Update the listing below by replacing "in this lesson" with "in this exercise" wherever it occurs, leaving everything else unchanged, and omit the pictures from your answer.

========================================

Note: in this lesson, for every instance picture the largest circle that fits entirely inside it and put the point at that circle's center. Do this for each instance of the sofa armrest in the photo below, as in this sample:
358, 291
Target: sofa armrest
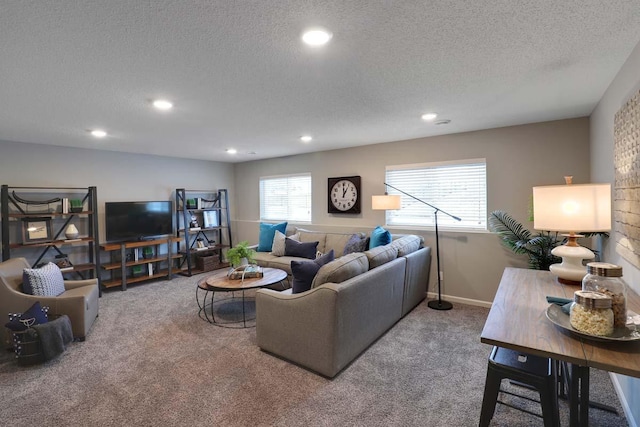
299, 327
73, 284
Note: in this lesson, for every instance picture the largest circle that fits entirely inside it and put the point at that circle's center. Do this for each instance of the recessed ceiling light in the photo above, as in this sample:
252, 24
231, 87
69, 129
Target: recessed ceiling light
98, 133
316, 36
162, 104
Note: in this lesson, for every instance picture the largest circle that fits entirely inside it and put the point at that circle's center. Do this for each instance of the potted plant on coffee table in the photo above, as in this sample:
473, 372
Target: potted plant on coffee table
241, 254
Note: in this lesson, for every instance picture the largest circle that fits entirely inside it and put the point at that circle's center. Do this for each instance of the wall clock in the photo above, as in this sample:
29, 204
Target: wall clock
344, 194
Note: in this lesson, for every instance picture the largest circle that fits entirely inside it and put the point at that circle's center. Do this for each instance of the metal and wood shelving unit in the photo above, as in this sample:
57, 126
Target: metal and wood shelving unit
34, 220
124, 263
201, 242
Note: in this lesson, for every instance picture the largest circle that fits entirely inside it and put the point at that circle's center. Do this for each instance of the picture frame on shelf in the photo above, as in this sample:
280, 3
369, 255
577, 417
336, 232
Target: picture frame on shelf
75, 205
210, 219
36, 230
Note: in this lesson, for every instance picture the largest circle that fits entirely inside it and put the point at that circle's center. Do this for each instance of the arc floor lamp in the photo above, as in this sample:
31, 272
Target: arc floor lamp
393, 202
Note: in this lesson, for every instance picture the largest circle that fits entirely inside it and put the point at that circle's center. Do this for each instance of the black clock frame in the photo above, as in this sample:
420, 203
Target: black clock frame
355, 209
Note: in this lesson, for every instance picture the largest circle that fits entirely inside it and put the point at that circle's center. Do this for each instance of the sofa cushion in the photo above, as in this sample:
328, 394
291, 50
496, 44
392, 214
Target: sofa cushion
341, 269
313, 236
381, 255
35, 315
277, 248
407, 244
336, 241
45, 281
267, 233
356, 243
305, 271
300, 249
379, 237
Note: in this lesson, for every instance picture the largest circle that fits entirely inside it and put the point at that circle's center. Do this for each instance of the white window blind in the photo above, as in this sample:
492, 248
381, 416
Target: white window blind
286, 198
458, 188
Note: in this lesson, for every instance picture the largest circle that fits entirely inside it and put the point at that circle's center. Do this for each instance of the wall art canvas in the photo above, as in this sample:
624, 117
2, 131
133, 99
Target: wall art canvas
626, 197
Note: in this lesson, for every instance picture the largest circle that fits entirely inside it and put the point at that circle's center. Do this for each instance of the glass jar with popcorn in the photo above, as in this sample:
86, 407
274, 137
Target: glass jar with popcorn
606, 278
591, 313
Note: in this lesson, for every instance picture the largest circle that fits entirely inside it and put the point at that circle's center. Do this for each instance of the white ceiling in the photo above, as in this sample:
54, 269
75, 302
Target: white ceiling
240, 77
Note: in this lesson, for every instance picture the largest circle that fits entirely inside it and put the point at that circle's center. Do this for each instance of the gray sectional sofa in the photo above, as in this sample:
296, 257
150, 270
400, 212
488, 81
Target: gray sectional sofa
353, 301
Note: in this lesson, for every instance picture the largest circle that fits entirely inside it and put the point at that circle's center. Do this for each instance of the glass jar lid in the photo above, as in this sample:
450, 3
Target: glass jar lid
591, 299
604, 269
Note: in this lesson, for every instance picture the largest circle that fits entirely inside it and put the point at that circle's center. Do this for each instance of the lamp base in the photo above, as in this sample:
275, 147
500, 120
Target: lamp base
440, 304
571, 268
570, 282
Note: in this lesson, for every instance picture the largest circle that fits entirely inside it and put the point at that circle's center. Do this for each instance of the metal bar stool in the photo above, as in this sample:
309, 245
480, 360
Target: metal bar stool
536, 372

========================================

*Output of the exercise*:
Note: in this exercise, for every instance picture the largest circle that fits entirely inside it and put the point at that circle's center. Do this for each instance of the sofa armrest in the photo below, as in this sample:
358, 291
Target: sofa armrest
299, 327
73, 284
Note: in this exercise, for every instance picture the largest circle that fits entirely inside it and put the point at that circle's center. Do this for each instance of the recessed ceiling light in the photo above, as in this sample:
252, 24
231, 87
69, 129
Target: recessed ceiling light
98, 133
316, 36
162, 104
Note: in this exercise, for every instance picture the largest circle that fits entirely inside it and put the point at that circle's center. Do this for each instance of the potted plant on coffee table in the photo above, as in this sample:
473, 372
Target: potted plant on coffee table
241, 254
Note: in this exercise, for every instance picture the largest circle that fits entirely inside it and put the point at that circle's center. Do this for each instance of the wall clock in the photo above, as in this sample:
29, 204
Target: wall clock
344, 194
Note: in this exercise, for every instance picture the largest circle that fits entirely inside it and put the point at that circle's center. Do this for each instance of the metal and wood shelving unit in the photo above, as in this sample:
57, 126
Target: metal and wood shelving unit
34, 220
124, 263
201, 242
Note: in this exercise, for every instance picture the largest circle that fits entirely inside it and put the point at that circle's center. Do this for each instance of the picture frame on shelf in the photo above, as in this sample:
280, 3
369, 255
577, 417
336, 232
Target: picture frame on shelf
75, 205
210, 219
36, 230
Note: in this exercise, for every instance picture the largest circle that fits entirely inside it and put the point at that circle's center. Do this for each instance of the arc floor lamp in the photo above, as in this sample:
31, 272
Target: arc floor lamp
393, 202
Note: in this exercise, for every instance picture the largest circle that fits entirely inside it and put the point at that circle's center. Do this for each instance of the black clock frame in the photo above, as in this sample:
420, 203
Target: black clock frame
355, 209
Note: in this exercise, for every instance picture the largest circle that fits entirely inside it and put the point at that circle's center. Do this for each instance of the sofa cushion in the photo above, as in this sample:
328, 394
291, 50
496, 44
392, 214
Target: sofa cushion
341, 269
313, 236
381, 255
35, 315
277, 248
407, 244
336, 241
45, 281
267, 233
356, 243
305, 271
300, 249
379, 237
Note: in this exercise, for every instance picture the largest circle that fits entirely inside it and put the point at that circle's center. Do this for each instance of the white window blind in the photo above, as in this sample:
492, 248
381, 416
Target: white window blind
286, 198
458, 188
Note: in this exercise, for every instance picture the largest circle that fits entirely inside it and put the point at that circle's center. Do this for each instance of the wall art canvas in the photo above, as in this sample:
624, 117
2, 131
133, 99
Target: wall art canvas
626, 197
Note: in this exercise, for every instance picture the largest circle that fits entirely inside it and put the point at that circle's center. Do this for each instance of the glass jar with popcorn in the photo above, as in this sample:
86, 407
274, 137
Target: glass jar with popcorn
606, 278
591, 313
Note: in this exercise, for every instance picture the largest circle that fits entirely inside it and put the point at that circle's center. Do this for each instance of the white ceiling in the photo above, as in this sample:
54, 269
75, 302
Target: white ceiling
240, 77
Note: in this exercise, for every instance picture the largest circle that fits entirely inside it and put the point at that circle's center. Do this for each instance of the gray sectional sofa in the photo above, as in this sample:
296, 257
150, 270
400, 212
488, 81
Target: gray sectional sofa
353, 301
Note: in this exercise, for every instance picture the largest circle that fits entirely inside it and put the point at that circle's center. Do this for each instance of the glass jar lid in the photo above, as in this sample:
450, 3
Target: glass jar lid
591, 299
604, 269
Note: in this exercise, for every instance picture the largest circle that fits entirely inside it and put the point at that circle's center. Do this for each instance of the lamp base in the photo above, as in this sample:
275, 147
500, 120
Target: lamp base
440, 304
571, 268
570, 282
Note: in this exercise, for every instance picture the largest circle that fits entirely inside it and put the point at that circle's center. Do this for each instance of the metal bar stool in the photo above, as in this sample:
309, 245
480, 360
Target: metal bar stool
536, 372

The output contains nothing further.